TASK DIRECTIONS:
Pull out every line in the entries that contains the word "paved", with case counting.

[A block of data]
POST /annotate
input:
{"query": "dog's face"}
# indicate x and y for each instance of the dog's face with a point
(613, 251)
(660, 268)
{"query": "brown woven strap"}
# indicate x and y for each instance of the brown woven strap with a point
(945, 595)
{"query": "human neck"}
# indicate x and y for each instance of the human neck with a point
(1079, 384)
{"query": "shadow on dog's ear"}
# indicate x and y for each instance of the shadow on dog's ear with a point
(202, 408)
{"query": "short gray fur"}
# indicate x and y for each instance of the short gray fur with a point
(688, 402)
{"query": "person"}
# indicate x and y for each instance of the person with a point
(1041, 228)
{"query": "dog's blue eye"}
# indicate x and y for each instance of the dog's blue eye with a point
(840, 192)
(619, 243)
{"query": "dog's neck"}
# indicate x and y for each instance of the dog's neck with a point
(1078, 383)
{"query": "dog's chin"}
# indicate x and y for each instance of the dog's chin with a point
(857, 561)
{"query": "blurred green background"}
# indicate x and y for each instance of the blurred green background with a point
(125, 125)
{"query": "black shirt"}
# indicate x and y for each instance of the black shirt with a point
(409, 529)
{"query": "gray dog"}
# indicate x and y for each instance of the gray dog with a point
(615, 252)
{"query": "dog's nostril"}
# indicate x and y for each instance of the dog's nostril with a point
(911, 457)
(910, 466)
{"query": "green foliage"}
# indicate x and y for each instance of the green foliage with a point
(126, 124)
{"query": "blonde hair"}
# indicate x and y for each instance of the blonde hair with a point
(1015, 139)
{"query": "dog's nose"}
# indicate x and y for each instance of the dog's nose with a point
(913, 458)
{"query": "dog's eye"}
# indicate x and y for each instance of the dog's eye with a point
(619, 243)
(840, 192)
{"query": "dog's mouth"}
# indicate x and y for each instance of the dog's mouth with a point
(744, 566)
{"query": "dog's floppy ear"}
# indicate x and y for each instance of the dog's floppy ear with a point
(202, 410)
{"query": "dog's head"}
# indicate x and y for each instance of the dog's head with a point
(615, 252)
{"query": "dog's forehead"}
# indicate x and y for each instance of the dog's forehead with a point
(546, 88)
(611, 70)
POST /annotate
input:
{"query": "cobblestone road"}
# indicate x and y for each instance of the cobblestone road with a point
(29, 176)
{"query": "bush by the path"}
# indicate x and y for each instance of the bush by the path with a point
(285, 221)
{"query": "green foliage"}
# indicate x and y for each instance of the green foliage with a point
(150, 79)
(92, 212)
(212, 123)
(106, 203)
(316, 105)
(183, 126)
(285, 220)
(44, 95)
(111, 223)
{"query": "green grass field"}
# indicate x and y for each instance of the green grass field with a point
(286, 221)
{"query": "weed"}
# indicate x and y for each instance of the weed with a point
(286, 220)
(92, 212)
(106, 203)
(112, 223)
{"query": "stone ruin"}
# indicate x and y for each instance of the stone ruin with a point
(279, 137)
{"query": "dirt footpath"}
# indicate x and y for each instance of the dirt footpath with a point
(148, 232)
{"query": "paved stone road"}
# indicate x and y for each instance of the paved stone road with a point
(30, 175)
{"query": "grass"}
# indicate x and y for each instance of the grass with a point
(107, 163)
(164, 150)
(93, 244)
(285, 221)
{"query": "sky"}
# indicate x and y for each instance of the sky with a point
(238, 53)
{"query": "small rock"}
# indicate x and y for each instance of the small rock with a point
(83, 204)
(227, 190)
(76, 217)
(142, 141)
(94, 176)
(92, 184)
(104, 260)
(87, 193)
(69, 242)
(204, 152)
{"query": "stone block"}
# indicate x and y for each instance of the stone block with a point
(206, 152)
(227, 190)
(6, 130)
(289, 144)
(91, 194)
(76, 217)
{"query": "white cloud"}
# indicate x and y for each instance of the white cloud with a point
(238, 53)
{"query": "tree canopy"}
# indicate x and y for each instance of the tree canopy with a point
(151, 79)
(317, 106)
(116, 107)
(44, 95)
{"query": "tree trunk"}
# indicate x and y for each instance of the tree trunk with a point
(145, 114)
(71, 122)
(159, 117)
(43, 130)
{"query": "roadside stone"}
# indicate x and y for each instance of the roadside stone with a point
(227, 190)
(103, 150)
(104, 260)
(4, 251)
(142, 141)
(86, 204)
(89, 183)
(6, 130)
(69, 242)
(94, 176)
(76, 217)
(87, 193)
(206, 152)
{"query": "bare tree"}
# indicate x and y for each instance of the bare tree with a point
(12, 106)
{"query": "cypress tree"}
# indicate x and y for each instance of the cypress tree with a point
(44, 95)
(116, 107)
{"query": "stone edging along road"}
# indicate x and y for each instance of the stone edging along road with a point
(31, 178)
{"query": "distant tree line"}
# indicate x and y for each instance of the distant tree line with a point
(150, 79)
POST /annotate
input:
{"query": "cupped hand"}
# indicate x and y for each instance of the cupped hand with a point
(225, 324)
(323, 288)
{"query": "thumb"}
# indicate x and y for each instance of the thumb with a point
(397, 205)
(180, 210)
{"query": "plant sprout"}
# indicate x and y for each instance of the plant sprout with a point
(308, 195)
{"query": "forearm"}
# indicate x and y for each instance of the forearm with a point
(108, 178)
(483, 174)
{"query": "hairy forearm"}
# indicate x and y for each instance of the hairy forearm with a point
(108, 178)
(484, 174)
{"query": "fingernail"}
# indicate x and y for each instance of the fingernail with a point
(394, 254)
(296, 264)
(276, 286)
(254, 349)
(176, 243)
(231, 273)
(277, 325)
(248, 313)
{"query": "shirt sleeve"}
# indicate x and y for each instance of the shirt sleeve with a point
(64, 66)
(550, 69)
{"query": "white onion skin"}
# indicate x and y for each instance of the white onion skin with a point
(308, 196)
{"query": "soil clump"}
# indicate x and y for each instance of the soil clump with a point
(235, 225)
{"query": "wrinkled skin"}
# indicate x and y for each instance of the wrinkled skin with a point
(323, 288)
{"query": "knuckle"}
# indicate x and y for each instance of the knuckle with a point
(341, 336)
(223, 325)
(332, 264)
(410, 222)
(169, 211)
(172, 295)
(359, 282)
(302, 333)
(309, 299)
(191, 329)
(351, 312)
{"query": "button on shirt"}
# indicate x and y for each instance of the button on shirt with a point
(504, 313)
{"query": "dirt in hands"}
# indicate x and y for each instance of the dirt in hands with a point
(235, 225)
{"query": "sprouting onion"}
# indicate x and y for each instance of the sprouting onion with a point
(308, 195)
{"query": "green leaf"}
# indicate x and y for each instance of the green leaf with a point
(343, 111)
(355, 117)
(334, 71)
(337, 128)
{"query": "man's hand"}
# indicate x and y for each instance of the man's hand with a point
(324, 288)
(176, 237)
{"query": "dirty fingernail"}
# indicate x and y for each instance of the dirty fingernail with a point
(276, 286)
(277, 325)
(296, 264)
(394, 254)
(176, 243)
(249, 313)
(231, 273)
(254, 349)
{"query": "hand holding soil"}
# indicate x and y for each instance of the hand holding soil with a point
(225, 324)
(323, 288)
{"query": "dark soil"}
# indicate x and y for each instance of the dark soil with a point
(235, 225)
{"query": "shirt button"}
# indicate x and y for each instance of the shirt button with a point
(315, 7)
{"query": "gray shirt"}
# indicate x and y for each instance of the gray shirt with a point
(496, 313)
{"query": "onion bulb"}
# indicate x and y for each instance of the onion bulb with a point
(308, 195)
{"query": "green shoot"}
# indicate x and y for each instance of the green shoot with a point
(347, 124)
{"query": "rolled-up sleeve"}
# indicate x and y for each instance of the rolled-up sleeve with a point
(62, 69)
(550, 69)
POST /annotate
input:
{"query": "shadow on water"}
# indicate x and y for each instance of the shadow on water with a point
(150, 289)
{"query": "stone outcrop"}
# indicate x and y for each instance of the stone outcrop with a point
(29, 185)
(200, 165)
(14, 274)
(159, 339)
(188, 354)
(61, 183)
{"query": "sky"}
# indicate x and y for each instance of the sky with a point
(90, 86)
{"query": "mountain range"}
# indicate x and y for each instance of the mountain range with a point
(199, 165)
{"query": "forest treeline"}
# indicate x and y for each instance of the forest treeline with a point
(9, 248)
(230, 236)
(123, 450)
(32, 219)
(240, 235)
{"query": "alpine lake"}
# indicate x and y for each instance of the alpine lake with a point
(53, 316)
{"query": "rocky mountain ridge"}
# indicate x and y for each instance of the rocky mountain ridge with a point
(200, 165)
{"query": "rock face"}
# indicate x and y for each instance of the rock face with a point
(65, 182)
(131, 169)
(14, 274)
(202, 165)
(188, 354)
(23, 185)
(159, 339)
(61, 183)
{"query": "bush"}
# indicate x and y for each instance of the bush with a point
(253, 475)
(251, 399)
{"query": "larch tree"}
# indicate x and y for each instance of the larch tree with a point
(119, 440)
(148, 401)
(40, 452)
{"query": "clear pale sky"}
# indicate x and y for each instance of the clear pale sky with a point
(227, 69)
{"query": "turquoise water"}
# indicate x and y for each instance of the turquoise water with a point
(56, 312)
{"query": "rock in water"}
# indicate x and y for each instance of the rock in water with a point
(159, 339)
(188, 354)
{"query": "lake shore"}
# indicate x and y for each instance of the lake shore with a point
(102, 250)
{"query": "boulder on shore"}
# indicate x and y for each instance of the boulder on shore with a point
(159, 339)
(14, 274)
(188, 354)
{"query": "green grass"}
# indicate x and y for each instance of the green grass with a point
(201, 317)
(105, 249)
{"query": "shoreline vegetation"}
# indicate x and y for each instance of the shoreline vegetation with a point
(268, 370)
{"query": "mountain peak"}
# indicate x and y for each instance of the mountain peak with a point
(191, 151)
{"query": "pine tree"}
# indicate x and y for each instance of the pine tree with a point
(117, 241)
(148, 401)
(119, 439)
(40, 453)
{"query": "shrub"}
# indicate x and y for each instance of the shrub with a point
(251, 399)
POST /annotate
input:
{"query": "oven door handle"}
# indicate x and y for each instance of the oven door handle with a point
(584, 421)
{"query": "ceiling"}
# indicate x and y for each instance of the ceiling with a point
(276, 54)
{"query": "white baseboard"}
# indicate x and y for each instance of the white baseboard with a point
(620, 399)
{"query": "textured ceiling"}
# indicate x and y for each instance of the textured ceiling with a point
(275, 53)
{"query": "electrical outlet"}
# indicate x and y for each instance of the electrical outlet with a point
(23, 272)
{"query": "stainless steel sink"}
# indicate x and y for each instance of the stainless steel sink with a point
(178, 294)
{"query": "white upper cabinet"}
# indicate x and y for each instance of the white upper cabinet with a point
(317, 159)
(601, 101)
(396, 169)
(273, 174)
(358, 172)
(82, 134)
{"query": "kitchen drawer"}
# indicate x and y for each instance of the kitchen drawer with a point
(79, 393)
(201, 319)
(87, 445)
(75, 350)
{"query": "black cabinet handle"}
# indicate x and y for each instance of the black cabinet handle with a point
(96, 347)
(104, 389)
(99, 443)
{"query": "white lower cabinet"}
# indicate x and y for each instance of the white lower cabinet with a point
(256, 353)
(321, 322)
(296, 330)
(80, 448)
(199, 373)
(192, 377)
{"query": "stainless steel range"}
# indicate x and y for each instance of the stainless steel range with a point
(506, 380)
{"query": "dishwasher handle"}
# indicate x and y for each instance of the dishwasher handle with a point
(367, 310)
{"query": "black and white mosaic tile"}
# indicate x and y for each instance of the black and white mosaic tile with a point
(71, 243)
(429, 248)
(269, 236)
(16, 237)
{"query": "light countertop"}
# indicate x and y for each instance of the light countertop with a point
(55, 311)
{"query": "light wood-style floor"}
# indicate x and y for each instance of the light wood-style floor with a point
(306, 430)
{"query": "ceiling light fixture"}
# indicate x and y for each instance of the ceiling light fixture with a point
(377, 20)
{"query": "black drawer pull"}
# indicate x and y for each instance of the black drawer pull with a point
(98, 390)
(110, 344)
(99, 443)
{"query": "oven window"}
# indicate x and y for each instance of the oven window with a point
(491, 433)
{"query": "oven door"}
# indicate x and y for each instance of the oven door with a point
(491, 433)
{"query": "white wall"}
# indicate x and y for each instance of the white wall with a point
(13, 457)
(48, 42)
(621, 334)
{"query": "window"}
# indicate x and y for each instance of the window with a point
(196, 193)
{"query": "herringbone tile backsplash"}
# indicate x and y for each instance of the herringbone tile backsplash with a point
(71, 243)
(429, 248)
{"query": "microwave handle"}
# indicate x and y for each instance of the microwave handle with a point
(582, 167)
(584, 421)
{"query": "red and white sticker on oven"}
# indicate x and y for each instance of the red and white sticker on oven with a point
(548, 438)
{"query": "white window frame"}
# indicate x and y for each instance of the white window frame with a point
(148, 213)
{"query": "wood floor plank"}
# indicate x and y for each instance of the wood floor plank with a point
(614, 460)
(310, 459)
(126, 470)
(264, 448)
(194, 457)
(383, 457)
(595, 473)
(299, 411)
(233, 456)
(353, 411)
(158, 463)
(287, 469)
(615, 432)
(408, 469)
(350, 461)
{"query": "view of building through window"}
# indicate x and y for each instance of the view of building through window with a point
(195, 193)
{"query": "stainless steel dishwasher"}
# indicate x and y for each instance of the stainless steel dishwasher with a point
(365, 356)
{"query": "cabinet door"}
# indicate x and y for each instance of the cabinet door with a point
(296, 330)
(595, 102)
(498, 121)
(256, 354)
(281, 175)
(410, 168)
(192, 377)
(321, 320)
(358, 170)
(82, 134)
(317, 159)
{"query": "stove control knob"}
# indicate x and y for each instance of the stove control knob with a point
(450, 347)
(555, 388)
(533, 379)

TASK ANSWER:
{"query": "paved stone road"}
# indicate x and y for each instance of the paved stone road with a point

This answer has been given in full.